#### [Excerpt to read]
Previous research studies have already investigated that the high level of annoyance is due to spectral tones caused by the rotation of fans inside conduits whose frequency is in function of the number of blades.

This paper deals with an experimental research study focused on the disposition of filters to be placed inside the cases of the mechanical units. The filters consist of spheres staggered between piled layers in order to obtain the attenuation of noise created by mechanical ventilation systems. The proposed filters are composed of a three-dimensional structural frame metamaterial where the singular elements are spheres.

2. Literature review on 3D metamaterials

The term metamaterial was first introduced the mid-20th century to refer to a periodic cellular structure not found in nature [4,5]. At the atomic level, scientists identified metamaterials with lattice-type structures/architectures [6]. In the field of electromagnetism and thermal radiation, the metamaterials have been studied to control the electromagnetic waves; as such, the particles of the metamaterials immersed in a homogeneous fluid have been been compared with the thermal radiation between spheres and the convection motions generated in the cavities between composites [7].

The first research studies have been carried out by V. Veselago and J. Pendry based on the investigations of possible materials with negative electric permeability. Unfortunately, the theories about this negative refractive index did not arouse the interest of researchers at that time.

#### [Exercise brief]
In the metamaterial filter excerpt, why are the spheres staggered between piled layers? Answer in one to three sentences. The lines after this point have no connection to the metamaterial filter excerpt.

#### [Record list]
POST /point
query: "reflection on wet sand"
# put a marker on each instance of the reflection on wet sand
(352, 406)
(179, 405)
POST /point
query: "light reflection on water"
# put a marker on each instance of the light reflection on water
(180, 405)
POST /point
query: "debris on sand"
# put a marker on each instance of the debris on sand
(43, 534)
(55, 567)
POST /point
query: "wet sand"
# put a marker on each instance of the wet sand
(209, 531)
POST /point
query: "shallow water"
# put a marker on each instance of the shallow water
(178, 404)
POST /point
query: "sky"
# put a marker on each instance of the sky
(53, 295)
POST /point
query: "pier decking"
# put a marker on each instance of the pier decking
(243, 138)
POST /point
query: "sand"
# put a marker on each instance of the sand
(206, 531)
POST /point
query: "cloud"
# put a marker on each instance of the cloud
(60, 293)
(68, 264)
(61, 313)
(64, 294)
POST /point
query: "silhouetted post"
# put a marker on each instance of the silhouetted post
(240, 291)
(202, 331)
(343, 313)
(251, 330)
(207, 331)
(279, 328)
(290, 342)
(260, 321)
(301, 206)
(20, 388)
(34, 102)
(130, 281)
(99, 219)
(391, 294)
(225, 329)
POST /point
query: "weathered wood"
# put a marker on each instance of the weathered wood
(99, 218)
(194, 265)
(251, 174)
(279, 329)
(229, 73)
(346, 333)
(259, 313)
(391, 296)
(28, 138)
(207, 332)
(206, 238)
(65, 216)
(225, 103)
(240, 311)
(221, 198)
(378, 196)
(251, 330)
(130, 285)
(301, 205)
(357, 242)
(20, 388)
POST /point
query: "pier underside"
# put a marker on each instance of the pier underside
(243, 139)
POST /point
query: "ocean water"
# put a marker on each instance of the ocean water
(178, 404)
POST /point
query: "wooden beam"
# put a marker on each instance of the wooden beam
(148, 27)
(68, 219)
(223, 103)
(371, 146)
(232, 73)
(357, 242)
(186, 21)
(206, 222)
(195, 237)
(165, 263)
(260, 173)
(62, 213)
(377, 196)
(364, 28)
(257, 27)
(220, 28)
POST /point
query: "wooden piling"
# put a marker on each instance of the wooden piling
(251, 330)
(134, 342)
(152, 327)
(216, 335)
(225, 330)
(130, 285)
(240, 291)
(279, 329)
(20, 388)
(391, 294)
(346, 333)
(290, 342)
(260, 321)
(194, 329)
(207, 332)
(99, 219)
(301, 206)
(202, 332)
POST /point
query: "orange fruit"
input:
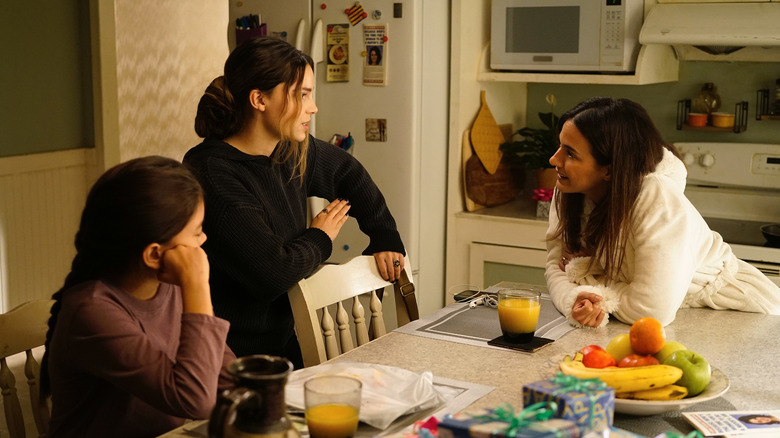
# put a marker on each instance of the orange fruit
(647, 335)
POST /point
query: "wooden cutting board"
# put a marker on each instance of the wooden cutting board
(481, 189)
(486, 137)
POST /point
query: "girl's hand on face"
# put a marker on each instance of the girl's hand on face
(390, 264)
(184, 265)
(567, 256)
(332, 218)
(587, 310)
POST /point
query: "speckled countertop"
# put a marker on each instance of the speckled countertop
(744, 346)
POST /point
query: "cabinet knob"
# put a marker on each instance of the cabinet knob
(707, 160)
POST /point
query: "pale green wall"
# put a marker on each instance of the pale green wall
(735, 81)
(45, 80)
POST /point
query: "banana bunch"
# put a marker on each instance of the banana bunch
(664, 393)
(624, 380)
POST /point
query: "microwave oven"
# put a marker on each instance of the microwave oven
(565, 35)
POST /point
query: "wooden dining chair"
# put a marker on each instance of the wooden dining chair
(21, 330)
(333, 288)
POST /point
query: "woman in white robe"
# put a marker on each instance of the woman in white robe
(623, 239)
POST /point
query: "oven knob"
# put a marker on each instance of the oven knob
(707, 160)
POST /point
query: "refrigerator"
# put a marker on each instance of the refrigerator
(382, 78)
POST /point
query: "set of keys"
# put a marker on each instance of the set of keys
(484, 300)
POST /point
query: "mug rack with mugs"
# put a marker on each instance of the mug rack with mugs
(719, 121)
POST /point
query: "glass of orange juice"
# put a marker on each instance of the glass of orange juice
(332, 405)
(518, 313)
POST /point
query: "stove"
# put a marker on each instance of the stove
(736, 188)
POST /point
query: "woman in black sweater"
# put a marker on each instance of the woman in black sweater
(258, 165)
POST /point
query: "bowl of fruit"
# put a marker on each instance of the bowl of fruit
(650, 374)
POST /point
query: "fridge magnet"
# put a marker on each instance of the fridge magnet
(375, 65)
(337, 67)
(356, 13)
(376, 129)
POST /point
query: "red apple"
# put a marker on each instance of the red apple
(597, 358)
(637, 360)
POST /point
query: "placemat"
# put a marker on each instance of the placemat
(535, 344)
(458, 323)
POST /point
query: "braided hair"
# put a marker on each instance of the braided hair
(133, 204)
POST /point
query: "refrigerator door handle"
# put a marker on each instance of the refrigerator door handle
(316, 43)
(299, 35)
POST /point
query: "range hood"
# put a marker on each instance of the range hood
(716, 31)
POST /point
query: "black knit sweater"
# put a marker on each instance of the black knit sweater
(259, 243)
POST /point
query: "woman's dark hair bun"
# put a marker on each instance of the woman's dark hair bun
(217, 115)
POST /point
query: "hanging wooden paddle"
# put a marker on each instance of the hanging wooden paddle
(486, 137)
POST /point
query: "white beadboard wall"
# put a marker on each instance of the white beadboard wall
(41, 197)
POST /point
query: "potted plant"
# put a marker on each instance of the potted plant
(533, 147)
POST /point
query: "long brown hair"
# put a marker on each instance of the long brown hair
(621, 135)
(133, 204)
(257, 64)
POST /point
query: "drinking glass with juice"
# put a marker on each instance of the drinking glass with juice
(518, 314)
(332, 406)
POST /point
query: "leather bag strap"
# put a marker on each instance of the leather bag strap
(404, 296)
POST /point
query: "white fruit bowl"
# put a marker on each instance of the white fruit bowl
(719, 384)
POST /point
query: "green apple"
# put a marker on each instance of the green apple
(696, 370)
(668, 348)
(620, 347)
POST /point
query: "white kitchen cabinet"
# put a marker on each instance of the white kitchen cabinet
(490, 264)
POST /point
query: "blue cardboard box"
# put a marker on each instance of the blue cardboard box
(480, 425)
(589, 409)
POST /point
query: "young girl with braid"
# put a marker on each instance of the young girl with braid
(258, 165)
(133, 347)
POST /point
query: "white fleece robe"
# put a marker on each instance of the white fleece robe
(673, 260)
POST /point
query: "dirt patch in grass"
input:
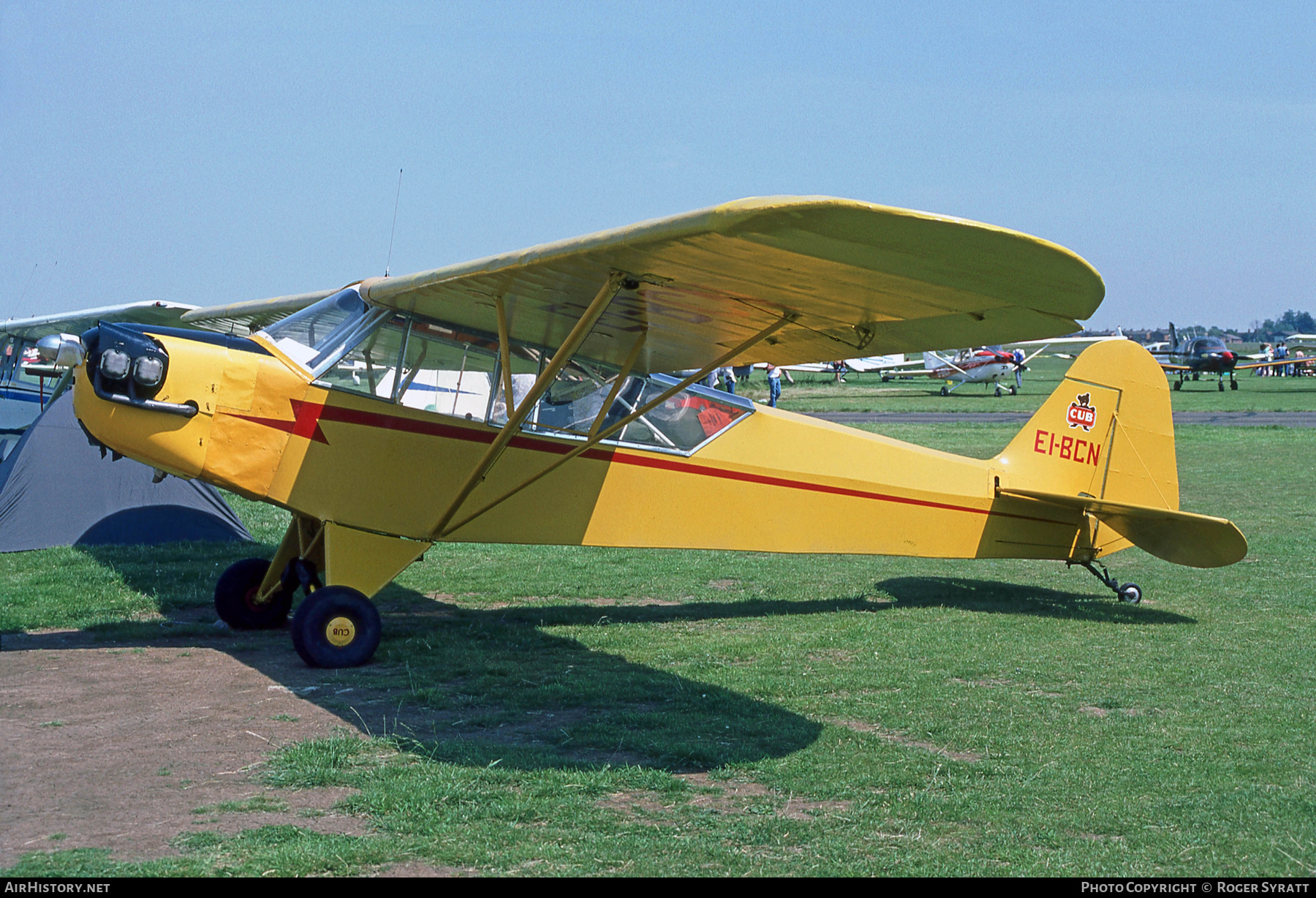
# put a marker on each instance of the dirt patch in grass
(907, 742)
(145, 738)
(717, 797)
(426, 871)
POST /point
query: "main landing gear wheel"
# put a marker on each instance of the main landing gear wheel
(236, 593)
(336, 627)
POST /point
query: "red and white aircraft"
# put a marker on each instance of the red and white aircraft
(987, 363)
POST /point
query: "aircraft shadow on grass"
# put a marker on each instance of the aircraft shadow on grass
(994, 597)
(478, 687)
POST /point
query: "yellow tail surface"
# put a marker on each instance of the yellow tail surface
(1103, 444)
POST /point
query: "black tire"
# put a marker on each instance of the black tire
(236, 590)
(342, 611)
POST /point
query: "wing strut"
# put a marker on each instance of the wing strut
(515, 418)
(620, 380)
(440, 532)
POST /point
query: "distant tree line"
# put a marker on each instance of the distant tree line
(1290, 322)
(1268, 331)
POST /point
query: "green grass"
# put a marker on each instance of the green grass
(862, 393)
(554, 710)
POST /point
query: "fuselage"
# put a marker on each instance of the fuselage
(1206, 355)
(390, 459)
(978, 366)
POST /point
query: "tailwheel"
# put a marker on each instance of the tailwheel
(336, 627)
(236, 595)
(1130, 593)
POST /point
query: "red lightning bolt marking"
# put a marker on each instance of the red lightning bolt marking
(306, 420)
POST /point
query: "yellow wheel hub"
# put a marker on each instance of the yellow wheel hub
(340, 631)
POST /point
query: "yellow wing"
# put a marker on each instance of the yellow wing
(862, 278)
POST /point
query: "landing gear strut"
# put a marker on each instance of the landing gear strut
(1130, 593)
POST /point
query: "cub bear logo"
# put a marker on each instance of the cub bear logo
(1081, 412)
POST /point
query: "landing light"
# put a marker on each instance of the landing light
(115, 363)
(148, 370)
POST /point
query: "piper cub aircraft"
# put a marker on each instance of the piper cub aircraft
(523, 399)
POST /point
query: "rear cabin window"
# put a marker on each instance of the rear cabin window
(444, 369)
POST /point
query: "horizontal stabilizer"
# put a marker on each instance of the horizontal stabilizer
(1177, 536)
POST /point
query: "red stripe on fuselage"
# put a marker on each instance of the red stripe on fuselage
(340, 415)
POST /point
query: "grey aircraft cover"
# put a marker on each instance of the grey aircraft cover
(56, 488)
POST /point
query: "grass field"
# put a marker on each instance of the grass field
(862, 393)
(704, 713)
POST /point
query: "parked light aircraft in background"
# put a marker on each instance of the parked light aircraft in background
(1197, 356)
(986, 365)
(523, 399)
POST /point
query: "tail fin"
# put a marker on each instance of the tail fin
(1103, 444)
(1105, 432)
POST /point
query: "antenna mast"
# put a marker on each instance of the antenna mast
(390, 263)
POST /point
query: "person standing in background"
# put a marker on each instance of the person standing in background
(774, 385)
(728, 380)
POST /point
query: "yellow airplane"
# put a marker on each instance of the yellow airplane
(523, 399)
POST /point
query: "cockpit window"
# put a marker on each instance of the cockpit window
(445, 369)
(320, 333)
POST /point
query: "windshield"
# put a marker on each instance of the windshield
(319, 333)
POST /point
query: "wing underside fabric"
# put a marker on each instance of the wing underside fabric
(861, 278)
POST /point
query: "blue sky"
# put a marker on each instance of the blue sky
(213, 153)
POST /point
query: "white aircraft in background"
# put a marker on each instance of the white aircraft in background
(986, 363)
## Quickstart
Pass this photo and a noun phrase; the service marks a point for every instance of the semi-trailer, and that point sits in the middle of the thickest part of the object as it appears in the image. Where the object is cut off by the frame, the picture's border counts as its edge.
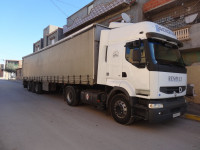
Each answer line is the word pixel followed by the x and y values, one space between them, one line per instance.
pixel 133 70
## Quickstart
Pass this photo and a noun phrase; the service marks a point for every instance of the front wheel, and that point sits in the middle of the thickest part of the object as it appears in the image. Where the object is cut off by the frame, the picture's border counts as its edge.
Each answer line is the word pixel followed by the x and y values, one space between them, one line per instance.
pixel 121 109
pixel 38 88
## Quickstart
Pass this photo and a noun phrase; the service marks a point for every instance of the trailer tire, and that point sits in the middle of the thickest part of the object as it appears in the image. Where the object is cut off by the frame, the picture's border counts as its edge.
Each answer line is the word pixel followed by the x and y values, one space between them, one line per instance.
pixel 121 109
pixel 29 86
pixel 38 88
pixel 25 84
pixel 33 87
pixel 71 96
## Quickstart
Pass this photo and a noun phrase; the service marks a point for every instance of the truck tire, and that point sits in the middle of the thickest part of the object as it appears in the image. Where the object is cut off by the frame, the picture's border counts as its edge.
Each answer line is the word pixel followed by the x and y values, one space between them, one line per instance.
pixel 121 109
pixel 38 88
pixel 29 86
pixel 71 96
pixel 33 87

#### [Task answer]
The spheres are staggered between piled layers to attenuate the noise created by mechanical ventilation systems.